= Selected excerpt =
⟨

The result of all this technology is a world which closely resembles the world STAR TREK fanzine writers really wanted to create.

And I don't mean in their fiction. Most portrayals of The Enterprise in STAR TREK fanzine stories was less futuristic than the 1960's TV show itself.

I mean in the ability to participate in joint story creations, to communicate instantly, to collaborate and share, all to the purpose of expressing in fiction what is nearest and dearest to the heart. To share universes.

In order to create and purvey their pastiche fiction based on a TV show, fan writers invented an entirely new world.

But they didn't do it all by themselves out of nothing.

Here's how it happened, and I'll show you below what all this has to do with The Hurt Locker (the film about a bomb squad in Iraq that won an Academy Award in 2010).

This also relates to the transformation of the artist's business model by the re-defining of "copyright" erupting from the whole Open Source software movement, and Creative Commons Licensing.

And that copyright issue can be traced back to Star Trek fanzine writers too. Oh, what a tangled web!

Before 1966 and Star Trek, in the 1930's, science fiction magazines connected readers of science fiction and basically invented modern SF as well as SF fandom. In fact, the very people who invented modern SF and created that community (called First Fandom) actually invented the word "fandom" out of "fanatic" and "domain" or "Kingdom."

Science Fiction fans, a bunch of guys, mostly in New York and Philadelphia, got together (physically met in one physical place), and kept meeting regularly and irregularly and created "conventions" as the events where the most of them would turn up.

They admired the writers in the magazines and the very few books. As it became hard to get together physically, they began writing to each other about the stories in the magazines and books, and about the writers, and about each other, and about the most recent gatherings. They invented an entire language to discuss these matters.

There came to be more and more of them, so they needed many copies of their letters to each other, and invented "fanzines." At first these were a few pages filled with letters and essays, copied on a spirit duplicator (which printed in purple ink), and later on mimeograph (decades before xerox copiers were invented), and stapled, then mailed to each other via the Post Office. Yes, snail mailed.

⟩

= Source material =
⟨

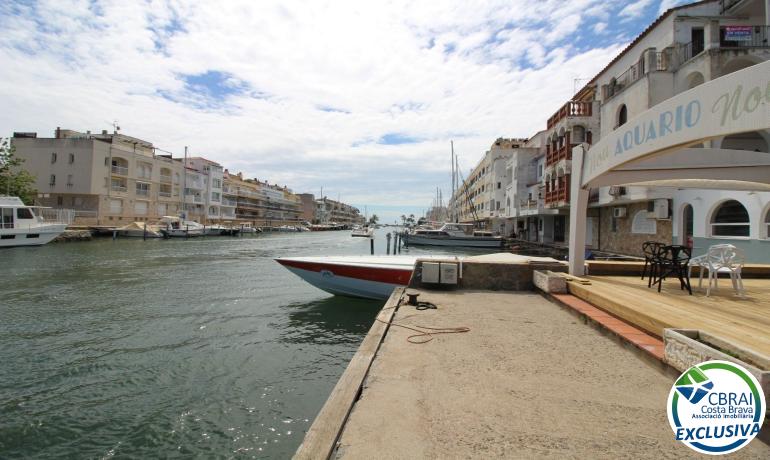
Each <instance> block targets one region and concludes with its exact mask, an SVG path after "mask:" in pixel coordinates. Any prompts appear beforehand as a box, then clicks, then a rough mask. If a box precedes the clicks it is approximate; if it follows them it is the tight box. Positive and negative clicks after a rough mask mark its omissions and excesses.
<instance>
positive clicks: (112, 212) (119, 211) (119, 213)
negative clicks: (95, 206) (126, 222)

⟩

= What is being asked =
Please retype the fandom passage word for word, starting at "Here's how it" and ending at "Creative Commons Licensing.". The lines have no connection to the fandom passage.

= Answer to the problem =
Here's how it happened, and I'll show you below what all this has to do with The Hurt Locker (the film about a bomb squad in Iraq that won an Academy Award in 2010).

This also relates to the transformation of the artist's business model by the re-defining of "copyright" erupting from the whole Open Source software movement, and Creative Commons Licensing.